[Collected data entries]
Start of Block

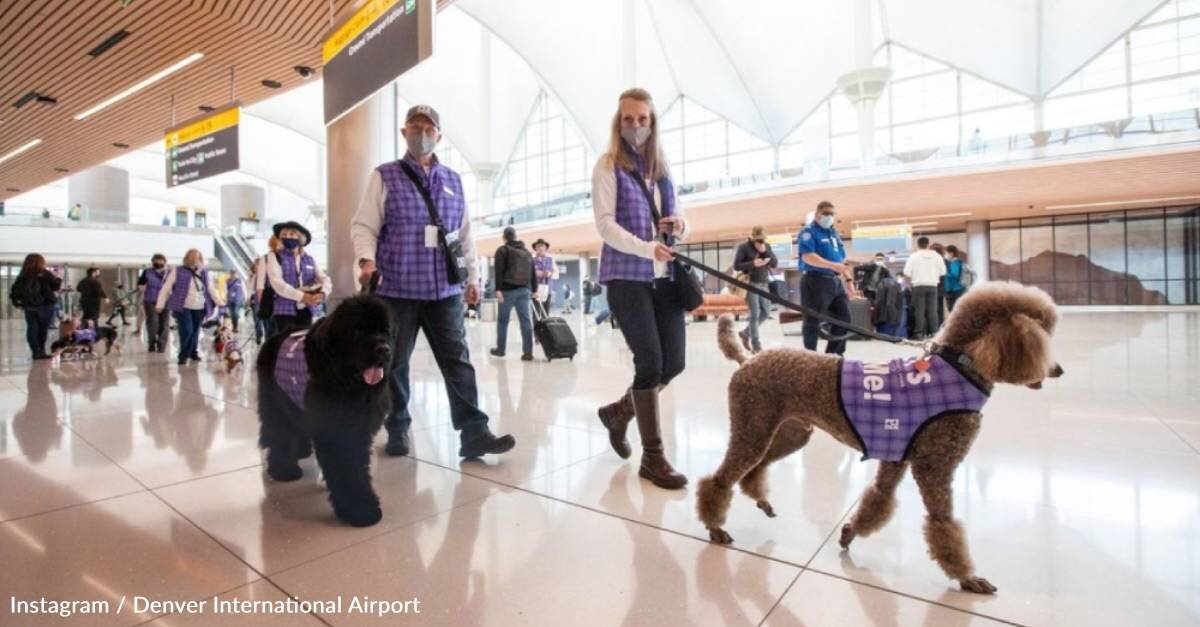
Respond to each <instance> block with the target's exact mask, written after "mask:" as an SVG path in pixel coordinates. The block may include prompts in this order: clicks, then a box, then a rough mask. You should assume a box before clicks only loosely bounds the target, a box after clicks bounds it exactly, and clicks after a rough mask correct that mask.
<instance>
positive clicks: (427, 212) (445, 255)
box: [350, 105, 516, 458]
mask: <svg viewBox="0 0 1200 627" xmlns="http://www.w3.org/2000/svg"><path fill="white" fill-rule="evenodd" d="M401 133H402V135H403V137H404V143H406V145H407V150H406V154H404V156H403V157H402V159H400V160H396V161H390V162H388V163H383V165H380V166H379V167H377V168H376V169H374V171H373V172H372V173H371V177H370V179H368V183H367V189H366V192H365V193H364V196H362V203H361V204H360V207H359V210H358V213H356V214H355V216H354V219H353V221H352V223H350V239H352V240H353V243H354V252H355V256H356V257H358V259H359V269H360V275H359V280H360V281H361V282H364V283H365V285H366V283H367V282H370V281H371V279H372V276H373V275H376V273H378V275H377V279H378V287H377V289H376V294H377V295H379V297H380V298H383V299H384V300H385V301H386V303H388V304H389V305H390V306H391V310H392V312H394V315H395V322H396V328H397V329H398V333H397V339H396V351H395V356H394V364H395V365H394V369H392V374H391V378H390V380H389V382H388V384H389V386H390V387H391V394H392V399H391V405H392V410H391V412H390V414H389V416H388V418H386V419H385V420H384V428H385V429H386V430H388V443H386V446H385V447H384V453H386V454H388V455H392V456H398V455H407V454H408V453H409V448H410V442H409V429H410V426H412V422H413V417H412V412H410V411H409V407H408V404H409V399H410V398H412V395H410V388H409V362H410V360H412V358H413V348H414V347H415V345H416V334H418V333H419V332H421V330H424V332H425V339H426V340H427V341H428V344H430V348H431V351H432V352H433V357H434V359H436V360H437V364H438V369H439V370H440V371H442V377H443V378H444V380H445V387H446V395H448V396H449V400H450V419H451V422H452V424H454V428H455V429H456V430H458V431H460V443H461V448H460V449H458V455H460V456H463V458H478V456H482V455H484V454H487V453H494V454H499V453H505V452H508V450H509V449H511V448H512V447H514V446H515V444H516V440H515V438H514V437H512V436H511V435H503V436H497V435H494V434H492V431H491V430H490V429H488V426H487V423H488V418H487V414H486V413H484V411H482V410H480V407H479V390H478V388H476V383H475V368H474V366H473V365H472V364H470V351H469V348H468V346H467V333H466V321H464V317H466V304H468V303H472V304H473V303H478V301H479V291H480V289H479V282H478V280H476V273H475V243H474V241H473V240H472V235H470V219H469V216H468V210H467V209H468V208H467V202H466V195H464V193H463V189H462V179H461V178H460V177H458V173H457V172H455V171H452V169H450V168H449V167H446V166H445V165H444V163H442V162H440V161H438V157H437V155H436V154H434V153H433V149H434V147H437V143H438V142H439V141H440V139H442V121H440V118H439V115H438V113H437V111H434V109H433V108H432V107H430V106H427V105H418V106H414V107H412V108H409V109H408V113H407V114H406V115H404V126H403V127H402V129H401ZM464 283H466V285H464Z"/></svg>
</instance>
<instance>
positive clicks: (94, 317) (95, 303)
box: [76, 267, 108, 326]
mask: <svg viewBox="0 0 1200 627" xmlns="http://www.w3.org/2000/svg"><path fill="white" fill-rule="evenodd" d="M76 291H77V292H79V309H80V310H82V311H83V321H84V322H85V323H86V322H88V321H91V322H94V323H96V324H97V326H100V305H101V303H107V301H108V294H106V293H104V286H102V285H101V283H100V268H96V267H91V268H88V273H86V275H85V276H84V277H83V279H82V280H80V281H79V283H78V285H76Z"/></svg>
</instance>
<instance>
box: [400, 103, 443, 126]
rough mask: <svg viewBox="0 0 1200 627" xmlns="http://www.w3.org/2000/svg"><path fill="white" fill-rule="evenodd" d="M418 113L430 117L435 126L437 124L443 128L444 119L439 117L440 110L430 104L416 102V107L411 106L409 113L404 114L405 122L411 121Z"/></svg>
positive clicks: (405, 123)
mask: <svg viewBox="0 0 1200 627" xmlns="http://www.w3.org/2000/svg"><path fill="white" fill-rule="evenodd" d="M418 115H424V117H426V118H428V119H430V121H432V123H433V126H437V127H438V129H439V130H440V129H442V119H440V118H439V117H438V112H437V111H436V109H434V108H433V107H430V106H428V105H416V106H414V107H409V109H408V114H407V115H404V124H408V123H410V121H412V120H413V118H416V117H418Z"/></svg>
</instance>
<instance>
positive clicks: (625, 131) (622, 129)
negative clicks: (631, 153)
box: [620, 126, 650, 150]
mask: <svg viewBox="0 0 1200 627" xmlns="http://www.w3.org/2000/svg"><path fill="white" fill-rule="evenodd" d="M620 138H622V139H624V141H626V142H629V145H631V147H634V148H636V149H638V150H641V149H642V144H644V143H646V141H647V139H649V138H650V127H649V126H638V127H636V129H622V130H620Z"/></svg>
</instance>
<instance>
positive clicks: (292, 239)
mask: <svg viewBox="0 0 1200 627" xmlns="http://www.w3.org/2000/svg"><path fill="white" fill-rule="evenodd" d="M272 228H274V229H275V237H276V238H278V239H280V243H281V244H283V250H281V251H278V252H276V253H275V255H268V256H266V280H268V281H270V282H271V289H274V291H275V310H274V312H272V316H271V318H272V321H274V326H275V329H276V330H278V332H282V330H284V329H289V328H290V329H307V328H308V327H310V326H312V321H313V318H316V317H317V316H318V315H319V314H320V304H322V303H323V301H324V300H325V294H328V293H329V292H330V291H331V289H332V283H331V282H330V280H329V276H326V275H325V273H323V271H322V270H320V267H319V265H317V262H316V259H313V258H312V256H311V255H308V253H307V252H305V251H304V247H305V246H307V245H308V244H310V243H311V241H312V233H310V232H308V229H307V228H305V227H304V226H302V225H300V223H299V222H290V221H289V222H280V223H278V225H275V227H272Z"/></svg>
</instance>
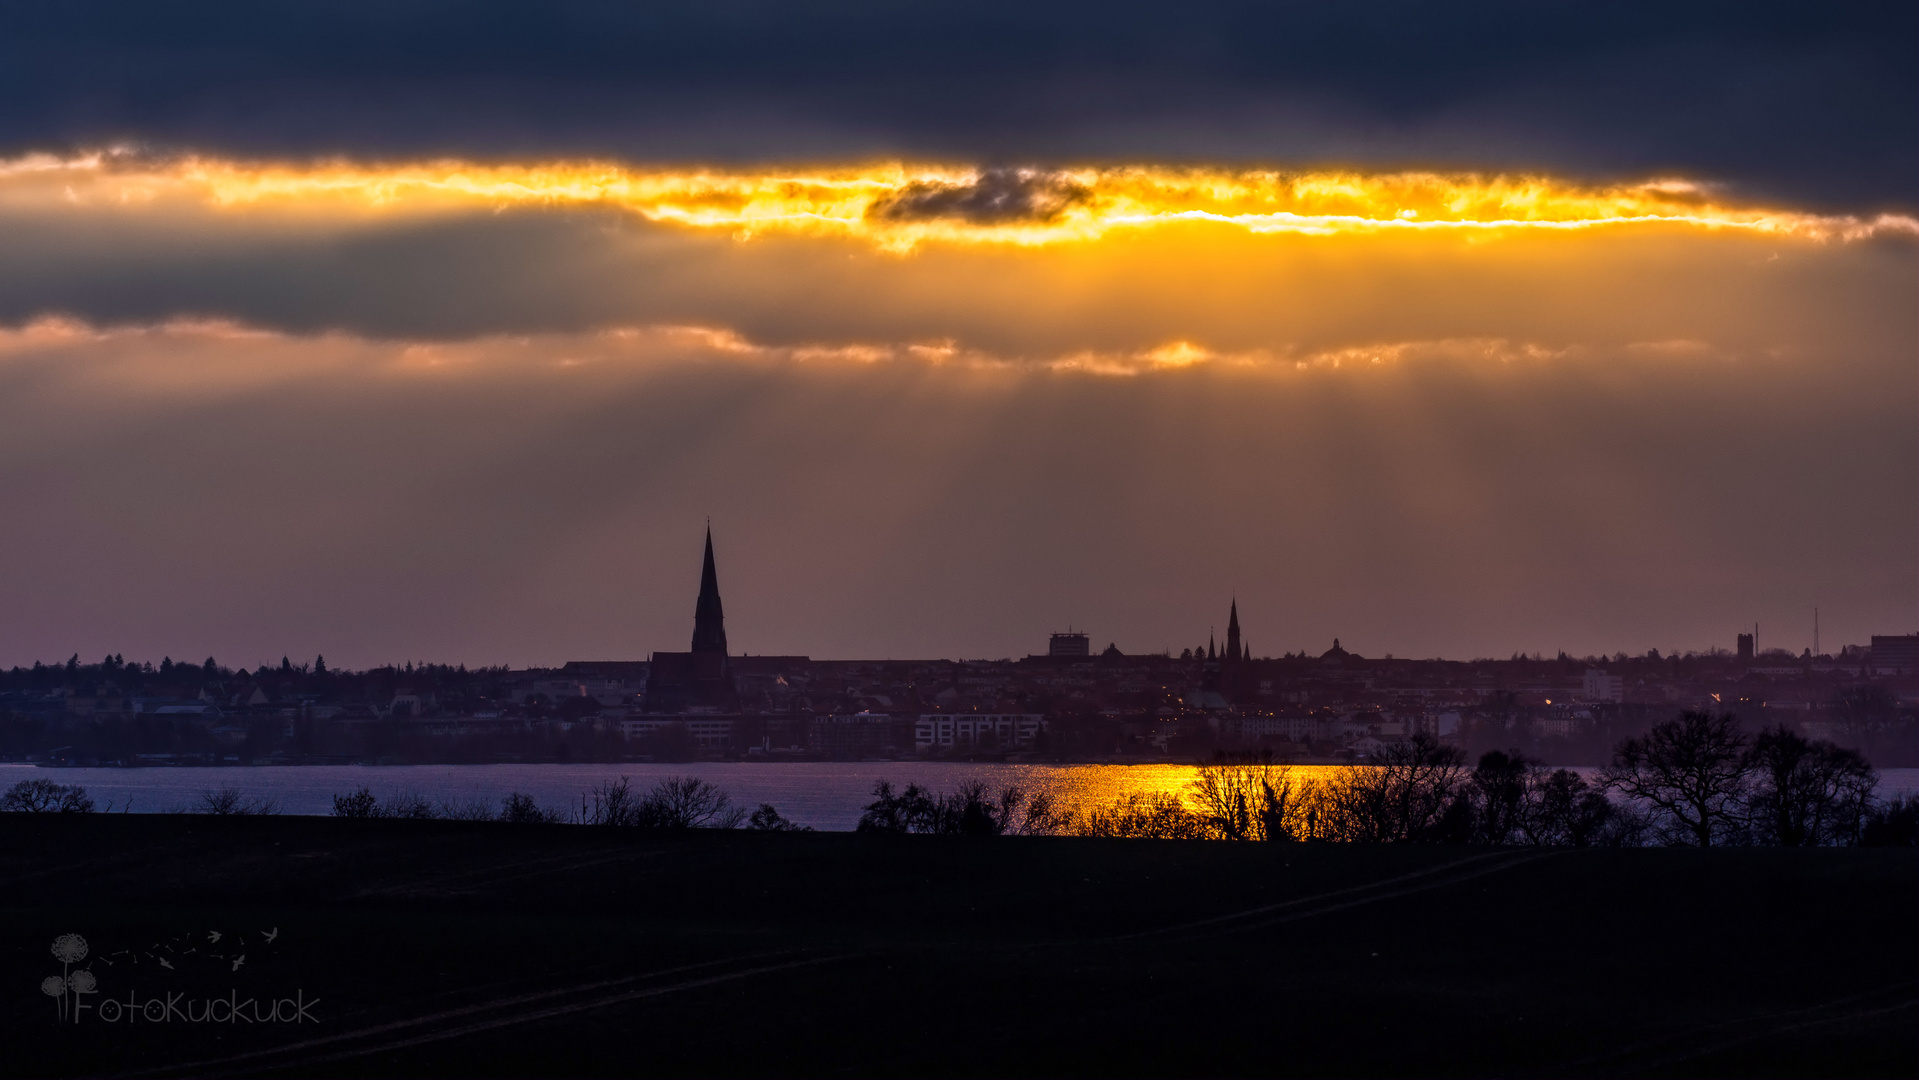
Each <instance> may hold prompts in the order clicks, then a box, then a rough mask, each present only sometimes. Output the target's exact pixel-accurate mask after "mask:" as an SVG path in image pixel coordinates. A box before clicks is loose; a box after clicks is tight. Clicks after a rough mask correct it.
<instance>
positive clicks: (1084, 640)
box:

End of Block

What is required:
Output each line above exactly. Skip the images.

Written response:
Respond to each <instance> block with the target's exact mask, written after "mask:" as an SVG path in pixel coordinates. The block may include prompts in this order: clicks, then a box, then a rough mask. You should assume a box before clicks only loosely bounds the target, a box after clicks bounds it exactly, and clicks after a rough mask correct that mask.
<instance>
positive clicks: (427, 212) (445, 255)
box: [350, 105, 516, 458]
mask: <svg viewBox="0 0 1200 627" xmlns="http://www.w3.org/2000/svg"><path fill="white" fill-rule="evenodd" d="M401 133H402V135H403V137H404V143H406V145H407V150H406V154H404V156H403V157H402V159H400V160H396V161H390V162H388V163H383V165H380V166H379V167H377V168H376V169H374V171H373V172H372V173H371V177H370V179H368V183H367V189H366V192H365V193H364V196H362V203H361V204H360V207H359V210H358V213H356V214H355V216H354V219H353V221H352V223H350V239H352V240H353V243H354V252H355V256H356V257H358V259H359V269H360V275H359V280H360V281H361V282H364V283H365V285H366V283H367V282H370V281H371V279H372V276H373V275H376V273H378V275H377V279H378V287H377V289H376V294H377V295H379V297H380V298H383V299H384V300H385V301H386V303H388V304H389V305H390V306H391V310H392V312H394V315H395V322H396V328H397V329H398V333H397V339H396V351H395V356H394V364H395V365H394V369H392V374H391V378H390V380H389V382H388V384H389V386H390V387H391V394H392V399H391V405H392V410H391V412H390V414H389V416H388V418H386V419H385V420H384V428H385V429H386V430H388V443H386V446H385V447H384V453H386V454H388V455H392V456H398V455H407V454H408V453H409V448H410V442H409V429H410V426H412V422H413V417H412V412H410V411H409V407H408V404H409V399H410V398H412V395H410V388H409V362H410V360H412V358H413V348H414V347H415V345H416V334H418V333H419V332H421V330H424V332H425V339H426V340H427V341H428V344H430V348H431V351H432V352H433V357H434V359H436V360H437V364H438V369H439V370H440V371H442V377H443V378H444V380H445V387H446V395H448V396H449V400H450V419H451V422H452V424H454V428H455V429H456V430H458V431H460V443H461V448H460V449H458V455H460V456H463V458H478V456H482V455H484V454H487V453H494V454H499V453H505V452H508V450H509V449H511V448H512V447H514V446H515V444H516V440H515V438H514V437H512V436H511V435H503V436H497V435H494V434H492V431H491V430H490V429H488V426H487V423H488V418H487V414H486V413H484V411H482V410H480V407H479V390H478V388H476V383H475V368H474V366H473V365H472V364H470V351H469V348H468V346H467V333H466V321H464V317H466V304H468V303H472V304H473V303H478V301H479V291H480V289H479V282H478V280H476V273H475V243H474V241H473V240H472V235H470V219H469V216H468V210H467V209H468V208H467V202H466V195H464V193H463V189H462V179H461V178H460V177H458V173H457V172H455V171H452V169H450V168H449V167H446V166H445V165H444V163H442V162H440V161H438V157H437V155H436V154H434V153H433V149H434V147H437V143H438V142H439V141H440V139H442V121H440V118H439V115H438V113H437V111H434V109H433V108H432V107H430V106H427V105H418V106H414V107H412V108H409V109H408V113H407V114H406V115H404V126H403V127H402V129H401ZM464 283H466V285H464Z"/></svg>
</instance>
<instance>
positive clicks: (94, 317) (95, 303)
box: [76, 267, 108, 326]
mask: <svg viewBox="0 0 1200 627" xmlns="http://www.w3.org/2000/svg"><path fill="white" fill-rule="evenodd" d="M76 291H77V292H79V309H80V310H82V311H83V321H84V322H85V323H86V322H88V321H91V322H94V323H96V324H97V326H100V305H101V303H107V301H108V294H106V293H104V286H102V285H101V283H100V268H96V267H91V268H88V273H86V275H85V276H84V277H83V279H82V280H80V281H79V283H78V285H76Z"/></svg>
</instance>
<instance>
box: [400, 103, 443, 126]
rough mask: <svg viewBox="0 0 1200 627" xmlns="http://www.w3.org/2000/svg"><path fill="white" fill-rule="evenodd" d="M418 113L430 117L435 126L437 124L443 128L444 119L439 117L440 110L430 104L416 102V107L411 106L409 113L404 114L405 122L411 121Z"/></svg>
positive clicks: (405, 123)
mask: <svg viewBox="0 0 1200 627" xmlns="http://www.w3.org/2000/svg"><path fill="white" fill-rule="evenodd" d="M418 115H424V117H426V118H428V119H430V121H432V123H433V126H437V127H438V129H439V130H440V129H442V119H440V118H439V117H438V112H437V111H436V109H434V108H433V107H430V106H428V105H416V106H414V107H409V109H408V114H407V115H404V124H408V123H410V121H412V120H413V118H416V117H418Z"/></svg>
</instance>
<instance>
positive clicks: (625, 131) (622, 129)
negative clicks: (631, 153)
box: [620, 126, 650, 150]
mask: <svg viewBox="0 0 1200 627" xmlns="http://www.w3.org/2000/svg"><path fill="white" fill-rule="evenodd" d="M620 138H622V139H624V141H626V142H629V145H631V147H634V148H636V149H638V150H641V149H642V144H644V143H646V141H647V139H649V138H650V127H649V126H638V127H636V129H622V130H620Z"/></svg>
</instance>
<instance>
positive clicks: (292, 239)
mask: <svg viewBox="0 0 1200 627" xmlns="http://www.w3.org/2000/svg"><path fill="white" fill-rule="evenodd" d="M272 228H274V229H275V237H276V238H278V239H280V243H281V244H283V250H281V251H278V252H276V253H275V255H268V256H266V280H268V281H270V282H271V289H274V291H275V310H274V312H272V316H271V318H272V321H274V326H275V329H276V330H278V332H282V330H284V329H289V328H290V329H307V328H308V327H310V326H312V321H313V318H316V317H317V316H318V315H319V314H320V304H322V303H323V301H324V300H325V294H328V293H329V292H330V291H331V289H332V283H331V282H330V280H329V276H326V275H325V273H323V271H322V270H320V267H319V265H317V262H316V259H313V258H312V256H311V255H308V253H307V252H305V251H304V247H305V246H307V245H308V244H310V243H311V241H312V233H310V232H308V229H307V228H305V227H304V226H302V225H300V223H299V222H290V221H289V222H280V223H278V225H275V227H272Z"/></svg>
</instance>
Each <instance> may hold prompts in the order clicks, then a box, then a rough mask, each present only sometimes. Output the target's exact pixel-accurate mask after "mask:" as an SVG path in image pixel coordinates. A box before clicks is loose; a box after clicks is tight. Clicks after a rough mask correct it.
<instance>
positive clicks: (1084, 640)
box:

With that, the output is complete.